● **Tasks for this exercise**:
1. Does each of these statements agree with the patch? (a) The busy loop calls cpu_relax. (b) prev_nmi_count is allocated with kmalloc so that kernel stack usage stays bounded. (c) Idle CPUs generate events that make the NMI watchdog fire. Answer yes or no for each, and quote the words of the patch that decide it.
2. Could you reproduce the patch word for word, beginning at the words "Signed-off-by: Eric W." and stopping after "insertions(+), 2 deletions(-)"?

● **Article**:
......
2005-10-04 15:03:55

by Eric W. Biederman

[permalink] [raw]
Subject: i386 nmi_watchdog: Merge check_nmi_watchdog fixes from x86_64


The per cpu nmi watchdog timer is based on an event counter.
idle cpus don't generate events so the NMI watchdog doesn't fire
and the test to see if the watchdog is working fails.

- Add nmi_cpu_busy so idle cpus don't mess up the test.
- kmalloc prev_nmi_count to keep kernel stack usage bounded.
- Improve the error message on failure so there is enough
information to debug problems.

Signed-off-by: Eric W. Biederman <[email protected]>


---

arch/i386/kernel/nmi.c | 39 +++++++++++++++++++++++++++++++++++++--
1 files changed, 37 insertions(+), 2 deletions(-)

42b4c9dd7c387ed2eb7a29c9f02c4c8ed75a736f
diff --git a/arch/i386/kernel/nmi.c b/arch/i386/kernel/nmi.c
--- a/arch/i386/kernel/nmi.c
+++ b/arch/i386/kernel/nmi.c
@@ -100,16 +100,44 @@ int nmi_active;
(P4_CCCR_OVF_PMI0|P4_CCCR_THRESHOLD(15)|P4_CCCR_COMPLEMENT| \
P4_CCCR_COMPARE|P4_CCCR_REQUIRED|P4_CCCR_ESCR_SELECT(4)|P4_CCCR_ENABLE)

+#ifdef CONFIG_SMP
+/* The performance counters used by NMI_LOCAL_APIC don't trigger when
+ * the CPU is idle. To make sure the NMI watchdog really ticks on all
+ * CPUs during the test make them busy.
+ */
+static __init void nmi_cpu_busy(void *data)
+{
+ volatile int *endflag = data;
+ local_irq_enable();
+ /* Intentionally don't use cpu_relax here. This is
+ to make sure that the performance counter really ticks,
+ even if there is a simulator or similar that catches the
+ pause instruction. On a real HT machine this is fine because
+ all other CPUs are busy with "useless" delay loops and don't
+ care if they get somewhat less cycles. */
+ while (*endflag == 0)
......
● **Extracted data**:

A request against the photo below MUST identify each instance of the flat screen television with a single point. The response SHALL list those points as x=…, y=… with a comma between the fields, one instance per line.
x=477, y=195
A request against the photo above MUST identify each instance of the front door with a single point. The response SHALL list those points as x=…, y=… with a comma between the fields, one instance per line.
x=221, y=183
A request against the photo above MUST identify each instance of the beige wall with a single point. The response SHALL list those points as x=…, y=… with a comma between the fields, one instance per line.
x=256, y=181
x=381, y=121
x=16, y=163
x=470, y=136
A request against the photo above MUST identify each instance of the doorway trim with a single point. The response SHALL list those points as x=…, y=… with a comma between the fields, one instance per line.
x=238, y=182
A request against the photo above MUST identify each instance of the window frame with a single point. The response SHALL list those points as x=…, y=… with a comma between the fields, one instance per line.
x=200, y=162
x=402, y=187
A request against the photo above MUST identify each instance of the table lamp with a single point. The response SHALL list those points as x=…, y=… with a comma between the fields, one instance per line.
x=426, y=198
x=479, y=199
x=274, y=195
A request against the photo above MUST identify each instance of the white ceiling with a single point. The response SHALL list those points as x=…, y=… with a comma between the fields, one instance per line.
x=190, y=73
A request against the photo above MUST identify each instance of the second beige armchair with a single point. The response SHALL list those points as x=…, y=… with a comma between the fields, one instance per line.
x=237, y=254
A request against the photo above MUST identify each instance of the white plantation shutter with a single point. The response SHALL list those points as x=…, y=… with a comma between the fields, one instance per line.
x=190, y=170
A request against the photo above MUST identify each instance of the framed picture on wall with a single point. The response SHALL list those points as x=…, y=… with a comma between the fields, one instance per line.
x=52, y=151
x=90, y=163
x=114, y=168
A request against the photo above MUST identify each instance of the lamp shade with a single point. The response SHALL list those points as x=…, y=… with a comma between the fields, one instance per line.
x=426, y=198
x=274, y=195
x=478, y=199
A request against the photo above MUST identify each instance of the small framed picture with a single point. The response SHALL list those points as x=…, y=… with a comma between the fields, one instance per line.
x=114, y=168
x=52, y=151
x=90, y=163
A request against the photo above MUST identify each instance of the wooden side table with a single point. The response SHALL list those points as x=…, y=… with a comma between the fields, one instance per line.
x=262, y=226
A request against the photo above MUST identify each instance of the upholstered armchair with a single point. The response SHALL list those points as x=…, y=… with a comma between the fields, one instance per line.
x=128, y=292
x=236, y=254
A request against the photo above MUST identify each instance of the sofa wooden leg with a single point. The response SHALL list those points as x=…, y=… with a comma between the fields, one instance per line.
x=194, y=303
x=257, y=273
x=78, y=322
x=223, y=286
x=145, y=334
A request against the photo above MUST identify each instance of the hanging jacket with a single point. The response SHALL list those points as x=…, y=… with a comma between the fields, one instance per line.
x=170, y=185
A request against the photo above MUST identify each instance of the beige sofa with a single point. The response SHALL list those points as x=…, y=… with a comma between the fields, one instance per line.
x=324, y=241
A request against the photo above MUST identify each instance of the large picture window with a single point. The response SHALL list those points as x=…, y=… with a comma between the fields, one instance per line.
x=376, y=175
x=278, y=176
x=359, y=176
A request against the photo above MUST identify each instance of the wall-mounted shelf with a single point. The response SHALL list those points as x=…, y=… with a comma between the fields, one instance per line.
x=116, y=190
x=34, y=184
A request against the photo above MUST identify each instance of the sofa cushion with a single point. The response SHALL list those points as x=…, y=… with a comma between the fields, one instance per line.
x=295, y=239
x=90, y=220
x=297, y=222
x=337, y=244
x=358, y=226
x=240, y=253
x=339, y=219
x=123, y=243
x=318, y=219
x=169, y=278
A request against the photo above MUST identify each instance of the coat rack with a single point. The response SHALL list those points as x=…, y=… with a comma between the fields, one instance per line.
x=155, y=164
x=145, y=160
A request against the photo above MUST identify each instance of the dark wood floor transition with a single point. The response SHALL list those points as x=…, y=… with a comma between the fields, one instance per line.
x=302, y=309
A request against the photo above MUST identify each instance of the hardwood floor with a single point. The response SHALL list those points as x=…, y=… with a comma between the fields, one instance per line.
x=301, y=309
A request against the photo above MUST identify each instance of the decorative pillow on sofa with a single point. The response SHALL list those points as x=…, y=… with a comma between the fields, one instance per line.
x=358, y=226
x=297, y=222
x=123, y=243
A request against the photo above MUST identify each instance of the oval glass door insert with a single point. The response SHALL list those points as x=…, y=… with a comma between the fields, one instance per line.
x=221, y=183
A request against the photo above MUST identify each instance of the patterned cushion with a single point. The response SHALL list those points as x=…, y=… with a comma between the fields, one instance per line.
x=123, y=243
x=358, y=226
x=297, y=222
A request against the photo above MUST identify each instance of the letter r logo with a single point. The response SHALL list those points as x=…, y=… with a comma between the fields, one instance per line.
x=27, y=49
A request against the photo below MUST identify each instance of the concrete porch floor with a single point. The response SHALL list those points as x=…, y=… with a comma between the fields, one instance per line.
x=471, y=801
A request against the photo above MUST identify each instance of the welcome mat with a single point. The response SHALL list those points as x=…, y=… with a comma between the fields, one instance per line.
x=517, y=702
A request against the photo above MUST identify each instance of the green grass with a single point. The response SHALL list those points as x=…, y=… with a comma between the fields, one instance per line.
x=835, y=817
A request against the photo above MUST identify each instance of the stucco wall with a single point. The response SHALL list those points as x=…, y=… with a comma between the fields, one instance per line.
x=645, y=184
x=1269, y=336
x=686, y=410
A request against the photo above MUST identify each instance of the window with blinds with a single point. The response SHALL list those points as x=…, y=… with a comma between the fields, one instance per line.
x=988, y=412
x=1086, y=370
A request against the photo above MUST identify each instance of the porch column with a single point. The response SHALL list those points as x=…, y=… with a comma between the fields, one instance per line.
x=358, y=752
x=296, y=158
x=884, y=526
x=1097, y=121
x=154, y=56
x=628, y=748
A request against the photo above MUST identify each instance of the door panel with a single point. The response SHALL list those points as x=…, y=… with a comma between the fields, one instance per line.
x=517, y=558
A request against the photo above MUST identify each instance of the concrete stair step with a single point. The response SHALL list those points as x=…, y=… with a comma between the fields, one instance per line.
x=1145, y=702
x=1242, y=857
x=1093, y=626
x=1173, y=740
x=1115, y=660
......
● **Task solutions**:
1.
(a) No: "Intentionally don't use cpu_relax here."
(b) Yes: "kmalloc prev_nmi_count to keep kernel stack usage bounded."
(c) No: "idle cpus don't generate events so the NMI watchdog doesn't fire"

2.
Signed-off-by: Eric W. Biederman <[email protected]>


---

arch/i386/kernel/nmi.c | 39 +++++++++++++++++++++++++++++++++++++--
1 files changed, 37 insertions(+), 2 deletions(-)